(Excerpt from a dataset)
========

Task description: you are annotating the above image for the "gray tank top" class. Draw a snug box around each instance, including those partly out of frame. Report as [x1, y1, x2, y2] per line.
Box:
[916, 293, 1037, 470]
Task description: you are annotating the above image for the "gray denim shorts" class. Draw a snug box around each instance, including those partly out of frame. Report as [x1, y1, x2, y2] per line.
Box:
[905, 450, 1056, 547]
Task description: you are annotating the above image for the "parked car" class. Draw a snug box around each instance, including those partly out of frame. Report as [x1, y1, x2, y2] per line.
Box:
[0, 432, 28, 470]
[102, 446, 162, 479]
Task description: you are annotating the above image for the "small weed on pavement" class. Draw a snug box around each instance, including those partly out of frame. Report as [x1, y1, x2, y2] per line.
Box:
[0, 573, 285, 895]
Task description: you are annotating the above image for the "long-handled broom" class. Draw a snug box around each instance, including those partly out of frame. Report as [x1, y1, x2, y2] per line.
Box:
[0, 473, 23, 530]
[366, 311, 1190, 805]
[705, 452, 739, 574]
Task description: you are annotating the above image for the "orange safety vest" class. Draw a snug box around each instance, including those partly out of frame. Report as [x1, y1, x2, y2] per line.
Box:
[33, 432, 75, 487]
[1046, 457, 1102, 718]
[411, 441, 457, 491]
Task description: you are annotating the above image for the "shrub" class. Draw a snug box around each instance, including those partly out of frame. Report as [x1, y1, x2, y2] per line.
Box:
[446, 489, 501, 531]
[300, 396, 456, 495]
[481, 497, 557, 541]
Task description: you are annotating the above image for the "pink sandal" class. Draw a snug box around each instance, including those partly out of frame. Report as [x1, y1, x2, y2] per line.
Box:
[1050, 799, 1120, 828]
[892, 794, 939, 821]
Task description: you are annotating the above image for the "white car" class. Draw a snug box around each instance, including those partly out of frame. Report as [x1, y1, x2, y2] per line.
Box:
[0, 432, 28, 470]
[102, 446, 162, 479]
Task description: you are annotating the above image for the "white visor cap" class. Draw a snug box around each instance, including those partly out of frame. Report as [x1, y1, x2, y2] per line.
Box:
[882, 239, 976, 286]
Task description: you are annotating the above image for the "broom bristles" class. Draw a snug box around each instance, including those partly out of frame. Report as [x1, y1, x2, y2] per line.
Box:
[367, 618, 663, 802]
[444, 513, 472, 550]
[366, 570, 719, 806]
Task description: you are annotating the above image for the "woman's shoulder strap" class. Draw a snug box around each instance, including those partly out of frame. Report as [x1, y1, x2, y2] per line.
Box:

========

= YOUR OBJECTIVE =
Pick out and copy each line of the entries above that contains the word "white".

= ANSWER FOR THE TASK =
Task description: you are annotating the above image for the "white car" class. Draw a snug box around each instance, including those partly out of frame. Report as [x1, y1, x2, y2] per line.
Task description: you are annotating the above image for the "white visor cap" class. Draw a snug box around each instance, including those partly out of frame. Report as [x1, y1, x2, y2] per line.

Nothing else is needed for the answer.